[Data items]
******

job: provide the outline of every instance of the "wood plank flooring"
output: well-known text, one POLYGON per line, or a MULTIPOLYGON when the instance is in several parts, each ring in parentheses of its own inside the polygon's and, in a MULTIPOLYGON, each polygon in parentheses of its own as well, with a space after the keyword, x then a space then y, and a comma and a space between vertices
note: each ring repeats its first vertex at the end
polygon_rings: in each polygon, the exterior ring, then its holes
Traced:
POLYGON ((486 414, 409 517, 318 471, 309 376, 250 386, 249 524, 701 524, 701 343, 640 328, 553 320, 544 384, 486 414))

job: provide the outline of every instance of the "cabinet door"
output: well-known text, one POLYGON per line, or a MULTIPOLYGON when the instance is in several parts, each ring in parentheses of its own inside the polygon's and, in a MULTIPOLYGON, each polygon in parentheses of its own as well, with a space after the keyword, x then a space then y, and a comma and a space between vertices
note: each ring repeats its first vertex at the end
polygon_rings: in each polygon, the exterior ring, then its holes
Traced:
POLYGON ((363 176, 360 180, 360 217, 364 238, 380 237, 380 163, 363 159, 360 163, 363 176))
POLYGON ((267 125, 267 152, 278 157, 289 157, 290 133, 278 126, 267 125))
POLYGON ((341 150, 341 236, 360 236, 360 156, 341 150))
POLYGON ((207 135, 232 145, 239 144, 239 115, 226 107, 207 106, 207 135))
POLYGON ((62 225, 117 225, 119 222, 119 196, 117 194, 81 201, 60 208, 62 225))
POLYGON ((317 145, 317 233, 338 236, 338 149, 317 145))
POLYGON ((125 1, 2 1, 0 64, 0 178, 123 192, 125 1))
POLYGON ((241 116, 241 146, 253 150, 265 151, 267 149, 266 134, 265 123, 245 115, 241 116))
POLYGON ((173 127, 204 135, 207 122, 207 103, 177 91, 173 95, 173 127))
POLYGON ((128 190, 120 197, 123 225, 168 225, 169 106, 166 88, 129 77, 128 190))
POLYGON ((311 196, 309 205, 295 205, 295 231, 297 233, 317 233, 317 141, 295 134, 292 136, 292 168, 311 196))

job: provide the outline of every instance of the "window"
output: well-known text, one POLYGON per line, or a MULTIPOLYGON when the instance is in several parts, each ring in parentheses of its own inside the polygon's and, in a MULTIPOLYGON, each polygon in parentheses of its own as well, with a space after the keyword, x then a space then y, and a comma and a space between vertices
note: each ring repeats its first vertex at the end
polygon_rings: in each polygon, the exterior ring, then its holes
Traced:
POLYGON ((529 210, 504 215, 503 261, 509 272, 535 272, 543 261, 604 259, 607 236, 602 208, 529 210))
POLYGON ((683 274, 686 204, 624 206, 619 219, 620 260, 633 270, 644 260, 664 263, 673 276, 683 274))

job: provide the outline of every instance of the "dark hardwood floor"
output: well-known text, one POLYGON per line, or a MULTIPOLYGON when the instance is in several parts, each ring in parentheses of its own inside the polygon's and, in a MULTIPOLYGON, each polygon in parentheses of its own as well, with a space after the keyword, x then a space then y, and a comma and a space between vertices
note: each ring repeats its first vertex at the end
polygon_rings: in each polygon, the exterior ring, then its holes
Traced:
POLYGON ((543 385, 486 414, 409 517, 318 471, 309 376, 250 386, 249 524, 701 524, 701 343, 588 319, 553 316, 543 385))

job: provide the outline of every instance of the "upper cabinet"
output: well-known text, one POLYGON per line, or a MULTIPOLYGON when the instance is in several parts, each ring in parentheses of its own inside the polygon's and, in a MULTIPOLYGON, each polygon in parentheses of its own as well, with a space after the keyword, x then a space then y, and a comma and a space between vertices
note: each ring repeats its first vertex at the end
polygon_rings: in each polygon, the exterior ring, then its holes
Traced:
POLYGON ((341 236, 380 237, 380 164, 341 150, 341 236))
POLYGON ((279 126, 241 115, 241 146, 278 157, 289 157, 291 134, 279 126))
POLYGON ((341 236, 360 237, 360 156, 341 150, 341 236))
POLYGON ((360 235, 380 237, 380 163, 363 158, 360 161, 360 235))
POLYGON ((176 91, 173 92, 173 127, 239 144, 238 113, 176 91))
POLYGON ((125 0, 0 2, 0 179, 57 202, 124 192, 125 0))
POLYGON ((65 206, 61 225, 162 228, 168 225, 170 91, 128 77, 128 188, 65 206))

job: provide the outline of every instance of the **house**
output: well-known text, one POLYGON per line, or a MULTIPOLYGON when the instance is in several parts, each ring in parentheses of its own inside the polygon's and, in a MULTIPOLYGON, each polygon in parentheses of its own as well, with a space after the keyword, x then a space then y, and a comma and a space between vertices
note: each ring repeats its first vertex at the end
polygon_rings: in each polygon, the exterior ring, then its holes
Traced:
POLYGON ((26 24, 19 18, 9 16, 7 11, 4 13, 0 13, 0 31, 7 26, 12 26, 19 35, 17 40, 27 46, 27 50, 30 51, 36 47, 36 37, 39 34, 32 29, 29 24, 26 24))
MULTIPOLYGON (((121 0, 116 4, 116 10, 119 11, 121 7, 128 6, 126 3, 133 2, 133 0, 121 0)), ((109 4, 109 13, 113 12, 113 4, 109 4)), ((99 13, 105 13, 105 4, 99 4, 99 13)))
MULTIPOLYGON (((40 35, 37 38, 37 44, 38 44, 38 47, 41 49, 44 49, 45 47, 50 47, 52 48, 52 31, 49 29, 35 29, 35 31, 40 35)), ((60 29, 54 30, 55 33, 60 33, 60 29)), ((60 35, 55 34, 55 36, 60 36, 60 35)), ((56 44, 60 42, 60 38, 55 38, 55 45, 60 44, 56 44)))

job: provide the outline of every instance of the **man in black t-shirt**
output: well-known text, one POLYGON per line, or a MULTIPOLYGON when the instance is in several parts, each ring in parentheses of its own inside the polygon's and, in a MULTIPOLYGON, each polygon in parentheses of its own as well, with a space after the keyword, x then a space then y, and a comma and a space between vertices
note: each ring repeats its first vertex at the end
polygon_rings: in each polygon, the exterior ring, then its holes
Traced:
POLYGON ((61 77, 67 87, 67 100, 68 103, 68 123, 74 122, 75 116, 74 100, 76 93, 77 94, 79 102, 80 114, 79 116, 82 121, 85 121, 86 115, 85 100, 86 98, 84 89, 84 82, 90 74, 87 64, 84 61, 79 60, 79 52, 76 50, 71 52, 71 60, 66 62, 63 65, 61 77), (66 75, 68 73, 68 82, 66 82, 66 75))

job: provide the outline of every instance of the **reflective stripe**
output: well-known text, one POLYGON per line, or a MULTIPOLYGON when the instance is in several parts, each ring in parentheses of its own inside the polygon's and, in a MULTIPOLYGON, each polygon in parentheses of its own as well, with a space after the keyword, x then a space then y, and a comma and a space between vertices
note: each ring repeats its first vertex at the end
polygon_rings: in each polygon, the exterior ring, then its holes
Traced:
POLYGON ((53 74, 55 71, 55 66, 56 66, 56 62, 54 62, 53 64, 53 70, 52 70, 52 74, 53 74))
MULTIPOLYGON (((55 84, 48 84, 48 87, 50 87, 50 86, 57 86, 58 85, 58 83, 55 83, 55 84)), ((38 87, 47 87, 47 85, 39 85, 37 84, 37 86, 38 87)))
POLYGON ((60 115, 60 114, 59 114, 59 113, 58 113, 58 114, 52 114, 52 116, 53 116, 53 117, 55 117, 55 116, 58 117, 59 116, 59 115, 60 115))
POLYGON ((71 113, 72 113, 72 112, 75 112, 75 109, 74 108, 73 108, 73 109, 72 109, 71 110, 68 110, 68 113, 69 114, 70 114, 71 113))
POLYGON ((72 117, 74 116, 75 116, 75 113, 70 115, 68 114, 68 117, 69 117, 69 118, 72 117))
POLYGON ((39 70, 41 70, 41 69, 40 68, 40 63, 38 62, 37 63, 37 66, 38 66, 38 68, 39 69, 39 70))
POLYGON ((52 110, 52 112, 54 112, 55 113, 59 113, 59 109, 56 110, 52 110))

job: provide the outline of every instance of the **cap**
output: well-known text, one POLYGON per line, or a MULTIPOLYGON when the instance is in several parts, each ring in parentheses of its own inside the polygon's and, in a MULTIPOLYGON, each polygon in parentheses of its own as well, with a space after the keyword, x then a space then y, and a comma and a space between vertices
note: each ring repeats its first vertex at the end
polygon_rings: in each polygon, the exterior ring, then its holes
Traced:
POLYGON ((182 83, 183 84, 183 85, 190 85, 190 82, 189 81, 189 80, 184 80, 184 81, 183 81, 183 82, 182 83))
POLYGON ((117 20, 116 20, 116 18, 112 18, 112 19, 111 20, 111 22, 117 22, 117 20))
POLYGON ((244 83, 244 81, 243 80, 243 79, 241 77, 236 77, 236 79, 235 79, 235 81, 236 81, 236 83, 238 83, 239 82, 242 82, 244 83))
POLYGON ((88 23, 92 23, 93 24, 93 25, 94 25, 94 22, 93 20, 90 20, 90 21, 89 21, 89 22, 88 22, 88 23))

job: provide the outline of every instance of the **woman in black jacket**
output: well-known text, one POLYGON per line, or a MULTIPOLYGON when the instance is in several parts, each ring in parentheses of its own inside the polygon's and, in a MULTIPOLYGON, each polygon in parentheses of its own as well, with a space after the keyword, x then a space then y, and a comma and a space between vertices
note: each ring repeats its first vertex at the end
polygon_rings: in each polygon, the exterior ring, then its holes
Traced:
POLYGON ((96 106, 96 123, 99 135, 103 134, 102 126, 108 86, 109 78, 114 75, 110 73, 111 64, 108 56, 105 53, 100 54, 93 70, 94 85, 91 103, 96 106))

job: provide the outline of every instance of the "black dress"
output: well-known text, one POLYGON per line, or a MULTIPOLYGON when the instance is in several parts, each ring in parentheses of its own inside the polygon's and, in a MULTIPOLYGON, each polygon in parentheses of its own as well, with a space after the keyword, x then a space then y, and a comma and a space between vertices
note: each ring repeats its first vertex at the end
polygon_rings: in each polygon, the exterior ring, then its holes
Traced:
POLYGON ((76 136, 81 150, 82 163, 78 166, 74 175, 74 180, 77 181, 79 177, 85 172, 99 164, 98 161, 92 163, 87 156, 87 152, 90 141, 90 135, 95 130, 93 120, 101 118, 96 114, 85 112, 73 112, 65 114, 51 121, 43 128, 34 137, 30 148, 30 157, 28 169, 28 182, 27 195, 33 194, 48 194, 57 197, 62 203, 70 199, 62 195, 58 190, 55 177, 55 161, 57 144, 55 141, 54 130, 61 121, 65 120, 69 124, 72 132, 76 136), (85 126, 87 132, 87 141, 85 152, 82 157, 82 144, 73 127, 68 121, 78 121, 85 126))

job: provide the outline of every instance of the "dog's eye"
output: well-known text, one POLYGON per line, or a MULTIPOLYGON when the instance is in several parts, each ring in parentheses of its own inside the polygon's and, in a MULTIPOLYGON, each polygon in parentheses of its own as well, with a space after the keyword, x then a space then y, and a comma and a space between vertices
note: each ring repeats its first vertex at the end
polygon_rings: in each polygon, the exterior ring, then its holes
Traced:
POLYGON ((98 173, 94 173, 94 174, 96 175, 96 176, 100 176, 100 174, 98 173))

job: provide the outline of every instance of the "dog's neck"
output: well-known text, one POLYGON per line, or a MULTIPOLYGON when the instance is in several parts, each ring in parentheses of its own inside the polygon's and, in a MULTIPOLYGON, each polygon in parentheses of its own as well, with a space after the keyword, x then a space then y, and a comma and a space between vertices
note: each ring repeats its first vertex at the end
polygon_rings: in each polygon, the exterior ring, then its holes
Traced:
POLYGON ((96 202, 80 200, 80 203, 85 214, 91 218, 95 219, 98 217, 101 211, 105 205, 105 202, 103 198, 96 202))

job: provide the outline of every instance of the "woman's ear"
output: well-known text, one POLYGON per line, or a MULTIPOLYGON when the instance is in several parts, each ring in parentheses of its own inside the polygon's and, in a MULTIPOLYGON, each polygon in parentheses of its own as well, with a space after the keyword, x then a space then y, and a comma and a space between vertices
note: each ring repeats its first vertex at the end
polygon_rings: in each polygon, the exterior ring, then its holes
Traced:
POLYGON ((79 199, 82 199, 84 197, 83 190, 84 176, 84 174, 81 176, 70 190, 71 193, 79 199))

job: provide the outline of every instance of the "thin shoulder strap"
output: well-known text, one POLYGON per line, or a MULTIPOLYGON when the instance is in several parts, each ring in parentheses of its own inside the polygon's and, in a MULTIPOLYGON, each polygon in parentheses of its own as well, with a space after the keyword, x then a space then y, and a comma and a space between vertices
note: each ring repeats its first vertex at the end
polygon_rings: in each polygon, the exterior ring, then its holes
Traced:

******

| Given problem |
List every line of the material that contains the word "black".

| Solution for this exercise |
job: provide the outline of every instance of the **man in black t-shirt**
job: provide the outline of every instance of the **woman in black jacket**
job: provide the outline of every instance of the "black dress"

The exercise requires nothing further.